## OEFENTEKST

══════════════════════════════

Het blijkt in de praktijk voor de Belastingdienst vaak zeer moeilijk, zo niet onmogelijk, om een ‘soortgelijke dienstbetrekking’ aan te wijzen, mede omdat regelmatig wordt betoogd dat er verschillen zijn met de door de inspecteur aangewezen soortgelijke dienstbetrekking. Deze verschillen kunnen bijvoorbeeld zijn dat de verantwoordelijkheden verschillen of dat de werkzaamheden plaatsvinden in een andere regio, in een bedrijf van een andere grootte of in een andere sector. Dit leidt tot discussies tussen DGA’s en de Belastingdienst.
Ook kan het voorkomen dat een soortgelijke dienstbetrekking waarbij een aanmerkelijk belang geen rol speelt, geheel ontbreekt. Dit is bijvoorbeeld het geval bij orthodontisten, omdat orthodontisten niet in loondienst werken. Het gevolg daarvan kan zijn dat het loon op het standaardbedrag van € 44.000 (2014) gesteld wordt, terwijl duidelijk is dat dit bedrag onzakelijk laag is. Om het loon in die situaties toch op een gebruikelijk loon vast te kunnen stellen, wordt het criterium van de ‘soortgelijke dienstbetrekking’ vervangen door dat van de ‘meest vergelijkbare dienstbetrekking’. Een soortgelijke dienstbetrekking kan ontbreken, maar een meest vergelijkbare dienstbetrekking bestaat altijd. In het geval van de orthodontist zou het loon dan bijvoorbeeld gesteld kunnen worden op het loon van een tandarts in loondienst.

══════════════════════════════

## VERMELDE RECORDS
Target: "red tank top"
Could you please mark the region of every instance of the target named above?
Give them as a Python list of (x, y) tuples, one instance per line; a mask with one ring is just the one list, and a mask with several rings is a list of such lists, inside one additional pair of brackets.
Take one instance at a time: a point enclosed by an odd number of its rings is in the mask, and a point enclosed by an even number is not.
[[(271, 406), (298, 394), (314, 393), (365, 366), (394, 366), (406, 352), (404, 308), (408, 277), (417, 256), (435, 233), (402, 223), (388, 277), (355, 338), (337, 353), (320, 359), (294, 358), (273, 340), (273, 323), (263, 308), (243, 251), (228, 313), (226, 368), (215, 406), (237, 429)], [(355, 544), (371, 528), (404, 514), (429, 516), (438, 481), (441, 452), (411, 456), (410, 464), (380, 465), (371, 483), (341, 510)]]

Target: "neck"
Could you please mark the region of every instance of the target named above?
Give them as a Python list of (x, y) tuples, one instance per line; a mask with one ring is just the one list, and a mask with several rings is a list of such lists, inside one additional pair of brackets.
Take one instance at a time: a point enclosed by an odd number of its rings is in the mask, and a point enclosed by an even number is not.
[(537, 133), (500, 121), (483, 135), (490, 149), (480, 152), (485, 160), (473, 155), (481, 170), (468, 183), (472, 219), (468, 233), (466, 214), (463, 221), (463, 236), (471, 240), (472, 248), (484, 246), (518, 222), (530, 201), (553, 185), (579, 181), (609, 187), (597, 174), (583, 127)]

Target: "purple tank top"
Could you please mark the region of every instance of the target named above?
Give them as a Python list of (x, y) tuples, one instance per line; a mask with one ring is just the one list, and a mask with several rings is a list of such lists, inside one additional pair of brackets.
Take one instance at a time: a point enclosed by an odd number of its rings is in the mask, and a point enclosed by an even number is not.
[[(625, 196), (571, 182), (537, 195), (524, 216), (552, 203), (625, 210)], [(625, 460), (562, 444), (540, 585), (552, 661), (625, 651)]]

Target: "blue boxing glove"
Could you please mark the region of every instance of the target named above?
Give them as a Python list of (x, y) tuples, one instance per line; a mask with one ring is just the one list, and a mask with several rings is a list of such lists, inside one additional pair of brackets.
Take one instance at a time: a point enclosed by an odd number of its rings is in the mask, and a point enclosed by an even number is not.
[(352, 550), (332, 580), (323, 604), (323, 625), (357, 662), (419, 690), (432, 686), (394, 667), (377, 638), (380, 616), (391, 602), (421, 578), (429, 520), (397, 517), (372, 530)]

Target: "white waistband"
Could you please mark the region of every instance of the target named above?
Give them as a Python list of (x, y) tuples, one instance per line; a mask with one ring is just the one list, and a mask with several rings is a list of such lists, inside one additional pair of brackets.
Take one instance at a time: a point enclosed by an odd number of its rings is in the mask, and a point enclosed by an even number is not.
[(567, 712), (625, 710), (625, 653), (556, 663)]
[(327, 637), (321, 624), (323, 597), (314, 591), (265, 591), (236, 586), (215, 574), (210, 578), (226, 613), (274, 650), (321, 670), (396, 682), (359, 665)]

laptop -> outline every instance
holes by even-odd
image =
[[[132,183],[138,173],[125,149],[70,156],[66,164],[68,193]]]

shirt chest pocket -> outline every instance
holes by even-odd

══════════════════════════════

Geef het deel van de oefentekst over de soortgelijke dienstbetrekking letterlijk weer, van "Het blijkt in" tot en met "en de Belastingdienst.".

## ANTWOORDRUIMTE
Het blijkt in de praktijk voor de Belastingdienst vaak zeer moeilijk, zo niet onmogelijk, om een ‘soortgelijke dienstbetrekking’ aan te wijzen, mede omdat regelmatig wordt betoogd dat er verschillen zijn met de door de inspecteur aangewezen soortgelijke dienstbetrekking. Deze verschillen kunnen bijvoorbeeld zijn dat de verantwoordelijkheden verschillen of dat de werkzaamheden plaatsvinden in een andere regio, in een bedrijf van een andere grootte of in een andere sector. Dit leidt tot discussies tussen DGA’s en de Belastingdienst.